Natural language region descriptions
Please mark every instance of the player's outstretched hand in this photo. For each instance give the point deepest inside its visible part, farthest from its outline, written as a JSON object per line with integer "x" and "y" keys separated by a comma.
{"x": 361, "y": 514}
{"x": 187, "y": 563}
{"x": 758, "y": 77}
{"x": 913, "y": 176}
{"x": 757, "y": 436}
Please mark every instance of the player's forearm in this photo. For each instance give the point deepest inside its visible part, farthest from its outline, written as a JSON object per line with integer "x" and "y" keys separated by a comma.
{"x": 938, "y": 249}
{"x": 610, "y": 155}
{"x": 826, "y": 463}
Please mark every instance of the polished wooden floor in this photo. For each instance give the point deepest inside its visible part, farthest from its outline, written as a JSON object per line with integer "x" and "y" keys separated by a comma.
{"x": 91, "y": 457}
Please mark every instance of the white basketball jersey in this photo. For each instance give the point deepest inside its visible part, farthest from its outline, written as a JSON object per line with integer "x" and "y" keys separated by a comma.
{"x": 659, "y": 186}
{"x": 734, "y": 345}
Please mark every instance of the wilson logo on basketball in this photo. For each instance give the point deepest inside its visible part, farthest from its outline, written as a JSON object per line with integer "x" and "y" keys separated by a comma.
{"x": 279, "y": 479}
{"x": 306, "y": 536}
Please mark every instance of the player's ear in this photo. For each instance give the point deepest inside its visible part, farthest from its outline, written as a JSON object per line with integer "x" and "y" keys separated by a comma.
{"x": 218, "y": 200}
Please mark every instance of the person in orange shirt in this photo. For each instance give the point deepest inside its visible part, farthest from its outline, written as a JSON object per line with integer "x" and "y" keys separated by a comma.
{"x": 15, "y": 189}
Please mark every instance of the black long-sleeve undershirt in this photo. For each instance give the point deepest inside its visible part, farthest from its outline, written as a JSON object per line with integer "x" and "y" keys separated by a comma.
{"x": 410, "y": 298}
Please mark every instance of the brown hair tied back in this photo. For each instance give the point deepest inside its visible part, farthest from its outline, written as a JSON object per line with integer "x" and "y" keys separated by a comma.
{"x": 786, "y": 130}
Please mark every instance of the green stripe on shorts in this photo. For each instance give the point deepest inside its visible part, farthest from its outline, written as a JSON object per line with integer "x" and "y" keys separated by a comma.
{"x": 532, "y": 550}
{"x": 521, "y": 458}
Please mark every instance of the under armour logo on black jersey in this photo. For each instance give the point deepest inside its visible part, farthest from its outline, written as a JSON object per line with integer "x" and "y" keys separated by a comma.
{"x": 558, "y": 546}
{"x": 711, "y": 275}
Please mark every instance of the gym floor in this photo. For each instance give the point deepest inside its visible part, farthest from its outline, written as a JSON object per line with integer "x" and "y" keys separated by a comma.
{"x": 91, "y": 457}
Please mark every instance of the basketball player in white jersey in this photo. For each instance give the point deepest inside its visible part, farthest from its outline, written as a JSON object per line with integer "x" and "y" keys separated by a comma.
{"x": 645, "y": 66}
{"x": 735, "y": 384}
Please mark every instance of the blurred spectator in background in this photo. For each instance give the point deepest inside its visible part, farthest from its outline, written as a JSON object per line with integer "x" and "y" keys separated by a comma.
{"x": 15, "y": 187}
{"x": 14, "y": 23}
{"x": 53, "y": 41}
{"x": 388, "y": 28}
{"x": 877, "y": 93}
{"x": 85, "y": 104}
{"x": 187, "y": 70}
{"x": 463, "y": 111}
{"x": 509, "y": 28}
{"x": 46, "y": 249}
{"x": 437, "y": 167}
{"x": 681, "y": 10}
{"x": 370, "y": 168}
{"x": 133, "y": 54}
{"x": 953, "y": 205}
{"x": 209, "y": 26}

▶ **Problem to solve**
Every record above should be written out exactly.

▶ **Written reply**
Please mark every instance of the player's outstretched hand in this photo. For each instance give the point deepest inside its visible part, farthest from its outline, written as a JSON object per line with integer "x" and "y" keys separated by a comma.
{"x": 361, "y": 514}
{"x": 187, "y": 563}
{"x": 758, "y": 77}
{"x": 913, "y": 176}
{"x": 757, "y": 436}
Please mark every instance of the player's forearm in this photo. For each instance give the point deepest inside its visible part, farthest from its outline, written as a JSON object per line with integer "x" and "y" keys separated by a comma.
{"x": 938, "y": 249}
{"x": 610, "y": 155}
{"x": 826, "y": 463}
Please mark every instance of the polished wooden floor in this photo. For each instance give the point deepest inside its visible part, farthest from its outline, written as a JSON object per line with integer "x" and "y" keys separated by a comma.
{"x": 91, "y": 457}
Please mark every instance of the white basketball jersey in this photo. For each instance give the point deepest inside its visible part, farthest from its outline, written as a JSON object per line with integer "x" and "y" keys separated by a comma.
{"x": 659, "y": 186}
{"x": 734, "y": 345}
Please mark every instance of the wilson logo on basketball in this photo. For each instance give the point deepest inside its visible part, farthest from its outline, written as a JSON object per line with integer "x" and "y" keys separated by a comma.
{"x": 279, "y": 479}
{"x": 306, "y": 536}
Please mark every instance of the player's ear in this photo. For each instance give the point deepest inside its visible part, farthest from its outline, written as a JSON object per line with integer "x" and "y" keys separated by a comma.
{"x": 218, "y": 200}
Please mark every instance of the person in orange shirt in this photo. For each instance give the point deepest inside its visible part, farthest from its outline, written as a JSON object per line with integer "x" and "y" keys separated by a comma.
{"x": 15, "y": 189}
Please mark every instance of the black long-sleeve undershirt in this photo. For each instance give the point deepest inside its visible part, farthest from its outline, written as a JSON object per line with integer "x" and "y" keys separated by a comma.
{"x": 410, "y": 298}
Please mark every instance of the brown hair tied back in this photo. For each instance give the point deepest inside its visible part, farthest from its outline, written as a JSON object per line with integer "x" and "y" keys separated by a comma.
{"x": 786, "y": 130}
Please mark every instance of the green stripe on shorts in this photo. For each instance give the point deepest inside its visible part, farthest from its outline, written as a JSON object per line with integer "x" and "y" keys separated by a comma.
{"x": 532, "y": 550}
{"x": 521, "y": 458}
Please mark every instance of the under armour logo on black jersey in this photo. For each instance give the point deepest inside its visible part, farthest from its outline, written as a JSON object per line with integer "x" and "y" keys separated by a comma.
{"x": 558, "y": 546}
{"x": 711, "y": 275}
Please mark every instance of the gym floor in this photo. For each instance give the point deepest inside its visible part, farthest from its outline, written as a JSON object per line with integer "x" and "y" keys separated by a comma.
{"x": 91, "y": 457}
Please mark every instance of the basketball player in white jersey in this photo. For each instance give the point deepest inside its visible part, farthest from its outline, written as a JSON object per line with integer "x" and "y" keys separated by a comma.
{"x": 645, "y": 66}
{"x": 735, "y": 384}
Please mark every instance of the blurred spectator in background in this photo. For each instance give the point deepest inside its visible part, farthest from its outline, written as a JSON object per line with integer "x" and "y" keys separated by a comma.
{"x": 15, "y": 187}
{"x": 14, "y": 23}
{"x": 53, "y": 41}
{"x": 388, "y": 28}
{"x": 877, "y": 93}
{"x": 85, "y": 104}
{"x": 187, "y": 70}
{"x": 463, "y": 111}
{"x": 509, "y": 28}
{"x": 46, "y": 249}
{"x": 437, "y": 167}
{"x": 681, "y": 10}
{"x": 370, "y": 168}
{"x": 133, "y": 54}
{"x": 953, "y": 205}
{"x": 209, "y": 26}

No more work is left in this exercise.